Skip to main content.
home | support | download

Back to List Archive

Re: avoid indexing php code

From: Bill Moseley <moseley(at)not-real.hank.org>
Date: Thu Dec 20 2001 - 14:27:21 GMT
At 12:52 AM 12/20/2001 -0800, Klaus Hollenbach wrote:

>It seems that only parts of the php-script in a html-file are being
>indexed.
>
>content of test.php:
>01 <html>
>02 <head>
>03 <title>Titletext</title>
>04 </head>
>05 <body>
>06 Bodytext
>07 <?php
>08 do{
>09         ...something...
>10         echo ("<option>");
>11 }while( expression );
>12 ?>
>13 </body>
>14 </html>

Well, the basic problem is that you are trying to index something that's
not HTML, so understandably the HTML parsers (and HTML2) get confused about
that.  HTML2 gives a warning, but continues on, and assumes > is the end
tag.  HTML2 isn't in the windows version, I guess.

[David, what the status of getting libxml2 built in the windows package?]

I would think that you would actually want to index the text that php
generates in your documents, and thus use php as a filter as David
suggested, or spider your web server.

I suppose you could write a Filter that uses a regular expression to remove
everything between <? and ?> or to placed the content in comments:

Off the top of my head...

#!/usr/local/bin/perl -w 
use strict;

my $doc = join '', <>;
$doc =~ s/<\?/<!-- php\n<?/g;
$doc =~ s/\?>/?>\n -->/g;
print  $doc;

No, that only works with the HTML2 parser, the internal swish parser isn't
that smart to find the real end of the comment.

#!/usr/local/bin/perl -w 
use strict;
my $doc = join '', <>;
$doc =~ s/<\?.+?\?>/<!-- php removed -->\n/gs;
print  $doc;

Then use on unix:
  FileFilter .html ./filter.pl "'%p'"  

On windows you probably need to do:

  FileFilter .html ./filter.pl '"%p"'

or even 

  FileFilter .html "perl filter.pl" '"%p"'

BUT, if you have a lot of docs, that will be a lot slower to index than
using -S prog with DirTree.pl, and just placing the above regular
expression in the DirTree.pl program before you calculate the content length.




Bill Moseley
mailto:moseley@hank.org
Received on Thu Dec 20 14:27:50 2001

## The input
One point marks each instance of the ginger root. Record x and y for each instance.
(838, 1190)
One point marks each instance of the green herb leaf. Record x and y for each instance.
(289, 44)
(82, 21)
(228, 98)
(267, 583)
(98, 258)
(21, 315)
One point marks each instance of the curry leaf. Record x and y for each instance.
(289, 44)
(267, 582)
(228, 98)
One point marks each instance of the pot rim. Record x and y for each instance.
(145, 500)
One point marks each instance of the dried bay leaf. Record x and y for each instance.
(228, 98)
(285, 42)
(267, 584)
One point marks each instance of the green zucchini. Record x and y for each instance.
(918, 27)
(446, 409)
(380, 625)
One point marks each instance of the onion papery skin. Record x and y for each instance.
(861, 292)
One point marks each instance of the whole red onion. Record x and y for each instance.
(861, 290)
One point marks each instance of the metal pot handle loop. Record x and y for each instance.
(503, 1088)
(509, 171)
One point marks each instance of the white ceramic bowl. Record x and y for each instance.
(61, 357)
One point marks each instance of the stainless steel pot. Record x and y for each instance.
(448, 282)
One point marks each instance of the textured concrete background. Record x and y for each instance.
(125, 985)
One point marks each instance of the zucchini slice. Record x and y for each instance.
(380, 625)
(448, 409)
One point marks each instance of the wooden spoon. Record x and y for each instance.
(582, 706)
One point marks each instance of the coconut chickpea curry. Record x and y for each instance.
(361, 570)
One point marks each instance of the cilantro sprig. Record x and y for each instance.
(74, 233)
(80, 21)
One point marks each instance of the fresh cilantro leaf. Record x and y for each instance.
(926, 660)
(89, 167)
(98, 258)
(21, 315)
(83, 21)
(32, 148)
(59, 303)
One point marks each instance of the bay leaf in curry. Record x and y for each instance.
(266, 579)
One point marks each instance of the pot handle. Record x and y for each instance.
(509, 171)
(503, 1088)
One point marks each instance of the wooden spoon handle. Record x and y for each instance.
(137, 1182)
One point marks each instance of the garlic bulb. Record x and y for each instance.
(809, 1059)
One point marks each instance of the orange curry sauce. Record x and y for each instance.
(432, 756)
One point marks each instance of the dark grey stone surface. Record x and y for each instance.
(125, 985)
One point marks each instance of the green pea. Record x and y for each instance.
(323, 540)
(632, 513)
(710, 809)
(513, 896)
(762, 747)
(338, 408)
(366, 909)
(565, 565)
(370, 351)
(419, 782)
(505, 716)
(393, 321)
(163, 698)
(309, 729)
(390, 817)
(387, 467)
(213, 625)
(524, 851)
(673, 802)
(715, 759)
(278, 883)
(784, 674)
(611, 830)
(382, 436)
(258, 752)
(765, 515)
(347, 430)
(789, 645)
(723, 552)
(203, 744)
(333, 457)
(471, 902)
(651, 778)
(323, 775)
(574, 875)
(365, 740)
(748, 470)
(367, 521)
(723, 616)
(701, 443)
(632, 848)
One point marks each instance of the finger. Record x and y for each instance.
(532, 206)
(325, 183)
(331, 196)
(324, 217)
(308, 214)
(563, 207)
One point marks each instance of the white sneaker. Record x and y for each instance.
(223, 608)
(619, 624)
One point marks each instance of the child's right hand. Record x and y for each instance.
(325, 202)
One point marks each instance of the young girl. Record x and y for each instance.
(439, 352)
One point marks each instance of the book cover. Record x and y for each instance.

## What to do
**1)** Return the passage of the mailing-list post from "[David, what the" to "of my head...".
**2)** Recast the listing, from the line with "One point marks each instance of the white sneaker." through the end of the listing, as a JSON list of strings with one string per line, omitting blank lines.
The listing has no connection to the mailing-list post.

## Results for each task
**1)**
[David, what the status of getting libxml2 built in the windows package?]

I would think that you would actually want to index the text that php
generates in your documents, and thus use php as a filter as David
suggested, or spider your web server.

I suppose you could write a Filter that uses a regular expression to remove
everything between <? and ?> or to placed the content in comments:

Off the top of my head...

**2)**
[
  "One point marks each instance of the white sneaker. Record x and y for each instance.",
  "(223, 608)",
  "(619, 624)",
  "One point marks each instance of the child's right hand. Record x and y for each instance.",
  "(325, 202)",
  "One point marks each instance of the young girl. Record x and y for each instance.",
  "(439, 352)",
  "One point marks each instance of the book cover. Record x and y for each instance."
]